*Problem description:* Repeat the lines that follow, leaving nothing out.

*Record extracts:*

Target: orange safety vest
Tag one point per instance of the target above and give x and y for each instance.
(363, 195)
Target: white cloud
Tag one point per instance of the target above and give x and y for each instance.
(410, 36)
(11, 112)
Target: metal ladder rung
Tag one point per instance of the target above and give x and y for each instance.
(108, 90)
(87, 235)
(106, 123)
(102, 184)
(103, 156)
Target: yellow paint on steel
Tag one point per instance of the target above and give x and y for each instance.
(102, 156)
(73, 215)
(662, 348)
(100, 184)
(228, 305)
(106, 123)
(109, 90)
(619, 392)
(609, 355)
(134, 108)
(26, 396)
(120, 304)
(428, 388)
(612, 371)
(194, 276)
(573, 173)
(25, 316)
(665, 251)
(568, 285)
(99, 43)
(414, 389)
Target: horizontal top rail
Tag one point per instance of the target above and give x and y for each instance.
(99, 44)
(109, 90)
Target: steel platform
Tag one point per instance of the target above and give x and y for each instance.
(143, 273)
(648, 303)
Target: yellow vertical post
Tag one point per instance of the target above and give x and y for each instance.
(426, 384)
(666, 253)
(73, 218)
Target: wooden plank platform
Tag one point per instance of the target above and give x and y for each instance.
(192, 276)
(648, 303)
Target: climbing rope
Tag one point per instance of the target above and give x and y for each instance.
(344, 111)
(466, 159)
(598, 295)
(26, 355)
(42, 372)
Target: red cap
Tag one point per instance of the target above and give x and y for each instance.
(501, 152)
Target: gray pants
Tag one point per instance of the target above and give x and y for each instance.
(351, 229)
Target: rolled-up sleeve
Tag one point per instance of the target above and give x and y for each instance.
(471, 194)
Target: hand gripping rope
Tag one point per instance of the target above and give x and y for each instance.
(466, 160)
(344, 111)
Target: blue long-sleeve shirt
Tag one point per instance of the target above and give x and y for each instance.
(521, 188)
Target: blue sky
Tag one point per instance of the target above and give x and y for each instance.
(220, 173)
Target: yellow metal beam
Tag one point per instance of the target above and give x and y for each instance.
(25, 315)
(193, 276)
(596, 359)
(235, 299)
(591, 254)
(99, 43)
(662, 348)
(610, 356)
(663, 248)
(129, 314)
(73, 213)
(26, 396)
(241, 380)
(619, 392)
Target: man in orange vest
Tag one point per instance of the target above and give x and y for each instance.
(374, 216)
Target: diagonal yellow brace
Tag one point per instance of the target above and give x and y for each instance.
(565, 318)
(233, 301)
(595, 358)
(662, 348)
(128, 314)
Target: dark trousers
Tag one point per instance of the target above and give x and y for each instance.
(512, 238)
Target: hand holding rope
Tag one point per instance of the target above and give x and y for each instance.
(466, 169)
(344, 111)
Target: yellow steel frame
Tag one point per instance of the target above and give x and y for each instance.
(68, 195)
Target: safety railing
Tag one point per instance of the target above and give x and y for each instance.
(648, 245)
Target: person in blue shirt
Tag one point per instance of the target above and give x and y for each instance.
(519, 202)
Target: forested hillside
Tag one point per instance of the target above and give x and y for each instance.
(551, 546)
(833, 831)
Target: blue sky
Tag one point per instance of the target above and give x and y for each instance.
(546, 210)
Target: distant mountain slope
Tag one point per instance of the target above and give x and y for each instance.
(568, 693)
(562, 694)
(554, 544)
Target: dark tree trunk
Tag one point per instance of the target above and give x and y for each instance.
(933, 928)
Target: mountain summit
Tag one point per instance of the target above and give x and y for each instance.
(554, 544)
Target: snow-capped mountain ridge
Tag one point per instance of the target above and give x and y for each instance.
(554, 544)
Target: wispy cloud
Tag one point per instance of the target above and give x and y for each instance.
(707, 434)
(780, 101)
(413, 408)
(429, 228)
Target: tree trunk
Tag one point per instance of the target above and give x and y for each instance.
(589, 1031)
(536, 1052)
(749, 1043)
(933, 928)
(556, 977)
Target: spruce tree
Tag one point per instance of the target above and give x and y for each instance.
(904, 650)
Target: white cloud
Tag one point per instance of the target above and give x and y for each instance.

*Finished answer:*
Target: orange safety vest
Tag one point per instance of the target above and give x and y for each instance.
(363, 195)
Target: white cloud
Tag one point per instance of the target above and give x and y for each instance.
(410, 36)
(11, 112)
Target: metal ladder rung
Tag one point per instance of the target above and give x and y for each instance.
(108, 90)
(87, 235)
(106, 123)
(102, 184)
(103, 156)
Target: yellow paint on steel
Tag one point per instance of the target above and give x and y for each instance.
(102, 156)
(73, 215)
(662, 348)
(100, 184)
(228, 305)
(106, 123)
(109, 90)
(619, 392)
(609, 355)
(134, 108)
(26, 396)
(120, 304)
(428, 388)
(612, 371)
(194, 276)
(573, 173)
(25, 316)
(665, 251)
(568, 285)
(99, 43)
(414, 389)
Target: horizontal top rail
Tag one point per instance of the target above and give x and y for each instance.
(99, 44)
(109, 90)
Target: steel platform
Tag one point per instance of the target above and give x and y for each instance.
(143, 273)
(648, 303)
Target: yellow vertical post
Tag one point per instance of the target above and give x and y for each instance.
(426, 384)
(666, 253)
(73, 218)
Target: wooden plank platform
Tag one point per instance of the target above and give x and y for each instance.
(192, 276)
(648, 303)
Target: climbing rope
Tag one point per instance of the target above and give x and y for each instance.
(344, 111)
(466, 159)
(598, 295)
(26, 355)
(42, 372)
Target: red cap
Tag one point per instance of the target above and give x and y for each instance.
(501, 152)
Target: gray pants
Tag one point per instance of the target above and give x and y for each instance.
(351, 229)
Target: rolled-up sleeve
Tag one point per instance of the target above and give x and y for each instance.
(471, 194)
Target: hand gripping rope
Tag one point per instance of the target above and give x and y for each instance.
(466, 160)
(344, 111)
Target: blue long-sleeve shirt
Tag one point per instance of the target above and give x and y for each instance.
(521, 188)
Target: blue sky
Tag one point per instance of the target above and give x and y for each instance.
(220, 173)
Target: yellow metal beam
Tag one point per instance of the target above and give x and y for each instance.
(25, 315)
(193, 276)
(596, 359)
(235, 299)
(591, 254)
(99, 43)
(662, 348)
(610, 356)
(663, 248)
(129, 314)
(73, 213)
(26, 396)
(241, 380)
(619, 392)
Target: man in orange vest
Tag one point per instance of the target above and give x and y for each instance.
(374, 216)
Target: diagonal yellow brace
Tag one point per instance of the target above and give x and y for each instance.
(565, 318)
(233, 301)
(595, 358)
(662, 348)
(128, 314)
Target: dark trousers
Tag one point per instance of the target above and give x and y for each instance.
(512, 238)
Target: hand holding rope
Tag one point per instance of the target above and give x and y for each instance.
(466, 169)
(344, 111)
Target: yellow steel frame
Tag one point per instance of the target above and give x and y for each instance.
(68, 195)
Target: safety railing
Tag one point per instance of the target above and give x and y for each instance.
(648, 245)
Target: person in blue shirt
Tag one point per instance of the target above and give x and y for each instance.
(519, 202)
Target: forested hillside
Tag one point per instance of the target above and give x and y for each instance.
(551, 546)
(833, 831)
Target: blue sky
Tag one point per instance of the target above and give x and y for each instance.
(546, 210)
Target: distant mountain slope
Tag one point per instance of the target above and give x and y for each instance.
(568, 693)
(562, 694)
(554, 544)
Target: dark tree trunk
Tag one point per instance of the target above and give x and y for each instance.
(933, 928)
Target: mountain summit
Tag one point per instance of the target above and give x and y for each instance.
(554, 544)
Target: snow-capped mountain ridge
Tag one point per instance of the target above and give x and y for each instance.
(554, 544)
Target: wispy cloud
Tag one point per instance of the target above and give x and y for each instance.
(707, 434)
(780, 101)
(413, 408)
(429, 228)
Target: tree trunk
Tag one point per instance of the target above and give x and y for each instance.
(589, 1031)
(536, 1052)
(749, 1043)
(933, 928)
(556, 977)
Target: spruce tree
Tag one point per instance of the target above and give x and y for each instance.
(904, 650)
Target: white cloud
Tag one point per instance of the target above and give x and y for each instance.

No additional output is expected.